◆ Your instructions:
Return verbatim the run of lines that opens with the line holding "road as a single point per instance." and closes with the last line of the records.

◆ Dataset records:
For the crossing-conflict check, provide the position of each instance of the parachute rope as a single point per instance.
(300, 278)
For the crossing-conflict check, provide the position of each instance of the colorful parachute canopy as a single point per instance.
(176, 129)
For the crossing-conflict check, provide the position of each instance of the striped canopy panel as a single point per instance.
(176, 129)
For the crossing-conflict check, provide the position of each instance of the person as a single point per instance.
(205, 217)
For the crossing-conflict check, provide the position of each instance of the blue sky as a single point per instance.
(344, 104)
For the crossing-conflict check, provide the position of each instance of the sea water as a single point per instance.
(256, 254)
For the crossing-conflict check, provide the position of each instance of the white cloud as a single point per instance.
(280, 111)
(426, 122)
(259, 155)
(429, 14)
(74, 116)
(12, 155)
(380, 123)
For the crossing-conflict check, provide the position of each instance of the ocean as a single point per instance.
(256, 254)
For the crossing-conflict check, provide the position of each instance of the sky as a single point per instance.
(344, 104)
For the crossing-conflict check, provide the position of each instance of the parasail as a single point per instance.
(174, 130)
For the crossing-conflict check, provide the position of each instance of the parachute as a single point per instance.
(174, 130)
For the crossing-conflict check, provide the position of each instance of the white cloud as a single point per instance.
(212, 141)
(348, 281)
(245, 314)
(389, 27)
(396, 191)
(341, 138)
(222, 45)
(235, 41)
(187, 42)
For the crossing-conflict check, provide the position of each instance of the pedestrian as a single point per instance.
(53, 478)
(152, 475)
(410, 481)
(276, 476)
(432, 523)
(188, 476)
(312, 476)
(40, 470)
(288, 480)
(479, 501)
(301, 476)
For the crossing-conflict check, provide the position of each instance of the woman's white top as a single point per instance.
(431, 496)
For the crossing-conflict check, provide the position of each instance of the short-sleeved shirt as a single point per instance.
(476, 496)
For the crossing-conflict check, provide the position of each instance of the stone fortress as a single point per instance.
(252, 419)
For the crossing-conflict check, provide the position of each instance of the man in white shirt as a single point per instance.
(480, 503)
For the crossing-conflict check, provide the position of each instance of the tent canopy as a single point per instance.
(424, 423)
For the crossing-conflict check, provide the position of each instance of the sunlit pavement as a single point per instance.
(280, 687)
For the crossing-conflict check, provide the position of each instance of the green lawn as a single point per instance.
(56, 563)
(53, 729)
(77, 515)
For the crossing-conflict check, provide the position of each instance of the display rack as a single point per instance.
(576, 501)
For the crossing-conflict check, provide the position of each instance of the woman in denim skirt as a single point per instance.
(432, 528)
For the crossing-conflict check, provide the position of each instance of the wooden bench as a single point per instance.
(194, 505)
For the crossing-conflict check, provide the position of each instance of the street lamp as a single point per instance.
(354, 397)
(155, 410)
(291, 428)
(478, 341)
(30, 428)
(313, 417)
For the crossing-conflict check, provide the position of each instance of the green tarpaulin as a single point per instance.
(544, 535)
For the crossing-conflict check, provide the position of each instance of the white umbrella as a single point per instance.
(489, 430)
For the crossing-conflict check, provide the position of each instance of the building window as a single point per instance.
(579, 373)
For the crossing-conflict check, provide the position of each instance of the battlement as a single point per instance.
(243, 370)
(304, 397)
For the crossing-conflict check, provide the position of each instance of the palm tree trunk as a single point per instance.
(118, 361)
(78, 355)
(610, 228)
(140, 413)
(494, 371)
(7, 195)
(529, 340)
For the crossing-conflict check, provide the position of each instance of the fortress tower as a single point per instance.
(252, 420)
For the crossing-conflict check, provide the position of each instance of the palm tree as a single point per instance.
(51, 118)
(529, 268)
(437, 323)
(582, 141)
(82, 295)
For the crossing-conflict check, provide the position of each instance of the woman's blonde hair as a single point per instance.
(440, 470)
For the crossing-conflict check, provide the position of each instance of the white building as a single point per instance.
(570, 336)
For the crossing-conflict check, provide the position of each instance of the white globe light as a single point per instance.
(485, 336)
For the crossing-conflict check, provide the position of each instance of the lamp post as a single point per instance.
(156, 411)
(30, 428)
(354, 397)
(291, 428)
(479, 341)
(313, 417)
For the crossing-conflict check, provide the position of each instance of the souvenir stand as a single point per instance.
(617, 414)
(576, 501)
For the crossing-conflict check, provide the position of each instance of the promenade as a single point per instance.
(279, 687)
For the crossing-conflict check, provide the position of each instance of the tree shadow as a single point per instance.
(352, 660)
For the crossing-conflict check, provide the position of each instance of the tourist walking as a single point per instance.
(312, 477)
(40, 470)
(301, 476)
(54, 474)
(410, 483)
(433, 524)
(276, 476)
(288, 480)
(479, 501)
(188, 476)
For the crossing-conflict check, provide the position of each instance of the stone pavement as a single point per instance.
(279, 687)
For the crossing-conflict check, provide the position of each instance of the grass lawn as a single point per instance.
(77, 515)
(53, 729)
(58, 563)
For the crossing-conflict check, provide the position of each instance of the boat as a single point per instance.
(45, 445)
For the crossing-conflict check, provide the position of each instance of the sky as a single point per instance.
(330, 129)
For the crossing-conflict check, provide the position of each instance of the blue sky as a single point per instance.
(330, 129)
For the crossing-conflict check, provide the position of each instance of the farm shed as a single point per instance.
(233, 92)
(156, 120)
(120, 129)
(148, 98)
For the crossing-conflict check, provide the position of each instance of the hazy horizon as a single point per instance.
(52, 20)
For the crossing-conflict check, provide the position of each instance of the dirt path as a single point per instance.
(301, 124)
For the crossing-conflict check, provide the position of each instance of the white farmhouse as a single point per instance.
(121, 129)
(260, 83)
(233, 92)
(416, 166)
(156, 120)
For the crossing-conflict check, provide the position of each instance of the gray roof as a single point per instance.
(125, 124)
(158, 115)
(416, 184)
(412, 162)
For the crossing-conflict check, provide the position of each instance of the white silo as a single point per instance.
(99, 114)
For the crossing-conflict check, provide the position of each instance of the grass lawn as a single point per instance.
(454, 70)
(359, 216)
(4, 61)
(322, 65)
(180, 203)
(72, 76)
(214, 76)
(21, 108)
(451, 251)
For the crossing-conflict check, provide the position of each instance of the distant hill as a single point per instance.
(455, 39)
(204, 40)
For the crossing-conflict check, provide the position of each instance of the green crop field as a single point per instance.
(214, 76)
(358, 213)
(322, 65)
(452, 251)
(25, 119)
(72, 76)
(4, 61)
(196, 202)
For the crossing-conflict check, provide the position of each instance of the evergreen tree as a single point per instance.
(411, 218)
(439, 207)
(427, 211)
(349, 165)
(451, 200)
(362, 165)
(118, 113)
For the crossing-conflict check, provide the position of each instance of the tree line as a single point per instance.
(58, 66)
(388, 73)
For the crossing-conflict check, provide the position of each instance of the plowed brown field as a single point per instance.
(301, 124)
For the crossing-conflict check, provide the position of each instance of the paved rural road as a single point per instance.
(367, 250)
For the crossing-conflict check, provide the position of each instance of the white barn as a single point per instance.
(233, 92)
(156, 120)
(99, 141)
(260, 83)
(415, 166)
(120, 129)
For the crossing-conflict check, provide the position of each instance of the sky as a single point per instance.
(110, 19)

◆ Solution:
For the crossing-conflict check, provide the position of each instance of the paved rural road as a single point per instance.
(367, 250)
For the crossing-conflict check, provide the position of each instance of the white barn as a single point per instance.
(233, 92)
(156, 120)
(99, 141)
(260, 83)
(415, 166)
(120, 129)
For the crossing-conflict check, provide the position of each instance of the sky as a single point per instance.
(110, 19)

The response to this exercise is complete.